*READING TEXT*
□ □ □

There are many routes to becoming a fitness trainer. One route is to not be certified in anything and just wing it. The other is to get certified and then start training people. Then you could also go on and get a college degree in Exercise Science and become a really, really knowledgeable super trainer. Here I’ll go over what the college route teaches you and what really makes (in my opinion) a well-rounded trainer.
Is It Necessary To Have a Degree To Be a Personal Trainer?
Anything, really. You don’t have to be certified to be a personal fitness trainer.
You leave yourself open to some serious legal issues if you injure someone, but you can stand on the gym floor with a shirt that says “Coach” or “Trainer” and give all the fitness advice you want. No government entity cares.
Trying to get insurance as a personal trainer (if someone tries to sue you) may be a problem without any certification.
What a Certified Personal Trainer Knows
So let’s say that Johnny workout likes to exercise and has trained himself up to an impressive level. He now wants to train others and he starts teaching them the methods that worked for him.
He hasn’t necessarily studied the basics: anatomy, the various systems of the body (circulatory, skeletal, etc.), nutrition, and many more. He’s just trained in how to train himself and he’s studied whatever he needed to get himself to where he wanted to be.
The Certified Personal Trainer has at least had a formal introduction to anatomy, the principles of exercise physiology, the different systems of the body, how to train people of all ages, risk factors, fitness assessment, etc.
I say “introduction” in the above paragraph because that is what it is. There is not an extensive study on the subject of anatomy or the other systems of the body.
But the Certified Personal Trainer is well-enough versed in the human body and how to train it that he’s probably not going to hurt you. That is a very, very big deal.

□ □ □

*SHORT EXERCISE 1*
In the fitness trainer text, why does the author call a Certified Personal Trainer's training in anatomy and body systems an "introduction"? Answer in one to three sentences.
*SHORT EXERCISE 2*
Duplicate everything in the fitness trainer text from "There are many" down to "a Personal Trainer?".
*SHORT EXERCISE 3*
According to the fitness trainer text, in what subject could a trainer get a college degree?

□ □ □

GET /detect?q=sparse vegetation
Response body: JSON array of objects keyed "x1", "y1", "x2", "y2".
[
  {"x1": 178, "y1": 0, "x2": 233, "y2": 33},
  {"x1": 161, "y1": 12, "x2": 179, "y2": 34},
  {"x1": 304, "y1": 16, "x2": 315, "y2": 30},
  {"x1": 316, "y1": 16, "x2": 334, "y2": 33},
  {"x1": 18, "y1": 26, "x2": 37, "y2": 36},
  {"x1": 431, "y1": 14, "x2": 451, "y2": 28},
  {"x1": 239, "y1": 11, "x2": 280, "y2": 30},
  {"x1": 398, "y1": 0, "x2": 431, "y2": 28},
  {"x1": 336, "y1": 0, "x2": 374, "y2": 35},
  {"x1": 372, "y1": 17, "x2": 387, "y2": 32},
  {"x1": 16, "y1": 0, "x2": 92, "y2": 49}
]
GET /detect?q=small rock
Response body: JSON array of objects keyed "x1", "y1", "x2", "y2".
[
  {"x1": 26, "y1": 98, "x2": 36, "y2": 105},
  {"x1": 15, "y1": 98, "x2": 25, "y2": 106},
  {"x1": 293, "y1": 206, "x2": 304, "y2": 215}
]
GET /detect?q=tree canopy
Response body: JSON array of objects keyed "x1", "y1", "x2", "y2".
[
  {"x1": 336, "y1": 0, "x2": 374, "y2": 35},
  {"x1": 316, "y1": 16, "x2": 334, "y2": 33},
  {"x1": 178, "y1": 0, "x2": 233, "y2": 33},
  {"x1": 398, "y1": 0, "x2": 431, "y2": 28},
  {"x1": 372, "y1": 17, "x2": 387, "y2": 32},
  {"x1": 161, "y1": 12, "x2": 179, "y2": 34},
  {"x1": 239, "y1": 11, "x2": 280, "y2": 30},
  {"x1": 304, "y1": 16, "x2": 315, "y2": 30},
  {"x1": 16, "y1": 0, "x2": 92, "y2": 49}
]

□ □ □

*WORKED SOLUTION 1*
The author uses "introduction" because that is all it is. The certification does not include extensive study of anatomy or the other systems of the body.

*WORKED SOLUTION 2*
There are many routes to becoming a fitness trainer. One route is to not be certified in anything and just wing it. The other is to get certified and then start training people. Then you could also go on and get a college degree in Exercise Science and become a really, really knowledgeable super trainer. Here I’ll go over what the college route teaches you and what really makes (in my opinion) a well-rounded trainer.
Is It Necessary To Have a Degree To Be a Personal Trainer?

*WORKED SOLUTION 3*
Exercise Science.